■ **SUPPLIED DATA**
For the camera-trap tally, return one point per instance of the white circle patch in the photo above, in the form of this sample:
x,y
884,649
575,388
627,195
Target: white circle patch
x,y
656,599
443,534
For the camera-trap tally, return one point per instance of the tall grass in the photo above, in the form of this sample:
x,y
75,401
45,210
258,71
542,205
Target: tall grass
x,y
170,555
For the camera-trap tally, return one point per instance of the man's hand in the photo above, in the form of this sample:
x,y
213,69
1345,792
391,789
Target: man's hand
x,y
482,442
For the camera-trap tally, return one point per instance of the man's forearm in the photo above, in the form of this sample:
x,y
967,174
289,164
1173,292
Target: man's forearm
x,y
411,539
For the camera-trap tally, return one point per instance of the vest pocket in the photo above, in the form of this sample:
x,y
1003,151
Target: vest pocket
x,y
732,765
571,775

■ **DESCRIPTION OF THE TASK**
Please copy every row above line for line, with no changes to wording, numbers, or order.

■ **TASK SOLUTION**
For the camera-trap tally, return one point per instance of the white circle patch in the photo above, in the form of this sample:
x,y
884,649
575,388
627,195
Target: white circle patch
x,y
656,599
443,534
For the camera-trap tally, return one point per instance of the tall grass in the photo above, in the form of this sample:
x,y
75,401
45,210
258,71
542,205
Target: tall grass
x,y
170,555
For the camera-trap tally, return one point per instance of the man's hand in the photo above, in the form of this sample:
x,y
213,69
1345,792
391,789
Target: man's hand
x,y
482,442
For the camera-trap tally, return one point per instance of the man's forearm in the photo above, in the form of this sample:
x,y
967,174
289,164
1173,292
Target: man's forearm
x,y
411,539
For the camera-trap tally, return one point per instance of the vest pocket in the photo above, in the form of this sample:
x,y
1003,151
Target: vest pocket
x,y
732,765
571,775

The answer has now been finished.